--- AIM ---
Please write out the passage about Darwin word for word, between "And what we" and "own Darwinian neighbor.", inclusive.

--- SOURCE ---

• • • • • • •

And what we have in Adam Gopnik’s study of Darwin the man is a sensitive, humane peek into Darwin at home, which was often his laboratory. He tested earthworms with his daughters’ help at the piano. Which tones on the keyboard would the worms respond to? Let’s see. Let’s turn this into a family home evening. You graph the responses, Anne, I’ll arrange the worms, etc.


We must find space for all of God’s children, regardless of their ”godliness or ungodliness.” Strangely enough, the so-called “demons” often turn out to be “angels.” We reach only a few meters of the inner Darwin as we watch him watch by his daughter’s bed. A death-watch and much sadness.


How Darwin was as a Victorian father, husband, and gentleman-scientist tells us who he was as a humble human being. A neighbor worth knowing and loving, like my own Darwinian neighbor.

• • • • • • •

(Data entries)
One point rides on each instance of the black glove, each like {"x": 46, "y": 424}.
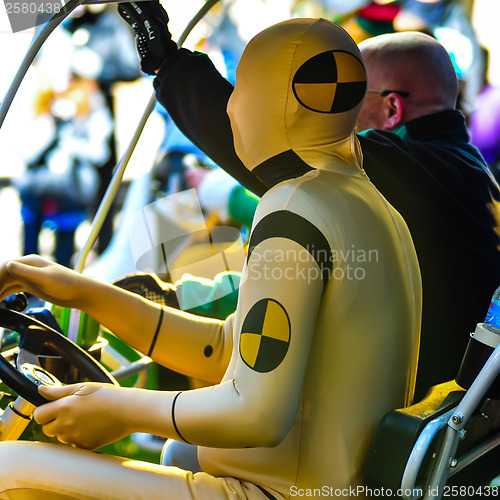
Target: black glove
{"x": 154, "y": 41}
{"x": 150, "y": 287}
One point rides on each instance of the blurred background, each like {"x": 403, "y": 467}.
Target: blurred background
{"x": 82, "y": 98}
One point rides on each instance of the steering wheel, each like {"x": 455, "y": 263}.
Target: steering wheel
{"x": 36, "y": 336}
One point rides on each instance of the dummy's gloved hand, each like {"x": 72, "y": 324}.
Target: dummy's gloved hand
{"x": 154, "y": 41}
{"x": 150, "y": 287}
{"x": 88, "y": 415}
{"x": 40, "y": 277}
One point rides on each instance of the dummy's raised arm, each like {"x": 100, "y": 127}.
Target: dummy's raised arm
{"x": 184, "y": 337}
{"x": 190, "y": 88}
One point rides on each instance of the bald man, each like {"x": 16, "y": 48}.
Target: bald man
{"x": 417, "y": 154}
{"x": 418, "y": 71}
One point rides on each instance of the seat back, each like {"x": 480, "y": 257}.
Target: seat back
{"x": 409, "y": 442}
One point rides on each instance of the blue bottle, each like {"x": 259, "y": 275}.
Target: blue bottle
{"x": 492, "y": 321}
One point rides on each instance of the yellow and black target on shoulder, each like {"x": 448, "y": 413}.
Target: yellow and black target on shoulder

• • • • • • •

--- THE SOLUTION ---
And what we have in Adam Gopnik’s study of Darwin the man is a sensitive, humane peek into Darwin at home, which was often his laboratory. He tested earthworms with his daughters’ help at the piano. Which tones on the keyboard would the worms respond to? Let’s see. Let’s turn this into a family home evening. You graph the responses, Anne, I’ll arrange the worms, etc.


We must find space for all of God’s children, regardless of their ”godliness or ungodliness.” Strangely enough, the so-called “demons” often turn out to be “angels.” We reach only a few meters of the inner Darwin as we watch him watch by his daughter’s bed. A death-watch and much sadness.


How Darwin was as a Victorian father, husband, and gentleman-scientist tells us who he was as a humble human being. A neighbor worth knowing and loving, like my own Darwinian neighbor.